▸ Task to complete:
Give back every line exactly as it appears, pictures excluded.

▸ Information given:
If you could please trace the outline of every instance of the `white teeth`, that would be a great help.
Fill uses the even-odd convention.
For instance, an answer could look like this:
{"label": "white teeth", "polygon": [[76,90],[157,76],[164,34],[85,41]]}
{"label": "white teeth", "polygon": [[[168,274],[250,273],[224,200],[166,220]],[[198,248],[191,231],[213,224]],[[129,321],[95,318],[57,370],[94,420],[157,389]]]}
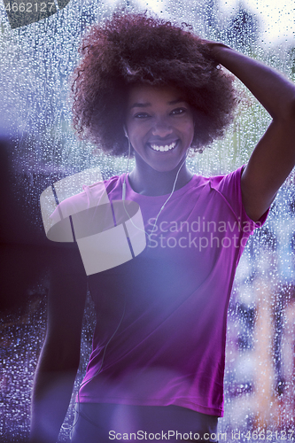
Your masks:
{"label": "white teeth", "polygon": [[158,144],[151,144],[151,147],[154,151],[171,151],[176,144],[176,142],[173,142],[171,144],[166,144],[165,146],[158,146]]}

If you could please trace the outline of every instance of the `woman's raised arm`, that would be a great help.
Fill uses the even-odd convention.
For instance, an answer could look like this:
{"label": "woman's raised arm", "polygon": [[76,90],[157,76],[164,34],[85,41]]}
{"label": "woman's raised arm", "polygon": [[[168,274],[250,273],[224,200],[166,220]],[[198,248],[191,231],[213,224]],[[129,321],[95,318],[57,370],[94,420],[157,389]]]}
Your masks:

▸ Answer for the task:
If you could please trace the outline of every instance of the `white teeth`, that would be a great help.
Fill uses the even-odd convention.
For instance, an answer could look like this:
{"label": "white teeth", "polygon": [[76,90],[157,76],[164,34],[85,41]]}
{"label": "white teeth", "polygon": [[[168,274],[250,273],[224,200],[166,220]],[[198,248],[191,231],[213,224]],[[129,321],[95,318],[57,370],[94,420],[157,389]]]}
Your masks:
{"label": "white teeth", "polygon": [[158,144],[151,144],[151,147],[154,151],[171,151],[176,144],[176,142],[173,142],[171,144],[166,144],[165,146],[158,146]]}

If you could please trace the outline of every instance of the `woman's raised arm`, that would be a great help.
Fill uses the even-odd convention.
For instance, an answer could look like this:
{"label": "woman's raised arm", "polygon": [[76,90],[157,76],[164,34],[85,41]]}
{"label": "woman's raised arm", "polygon": [[[168,274],[250,273],[224,200],[166,220]],[[198,248],[191,231],[213,224]],[[129,321],[95,318],[57,370],[94,420],[157,389]]]}
Your masks:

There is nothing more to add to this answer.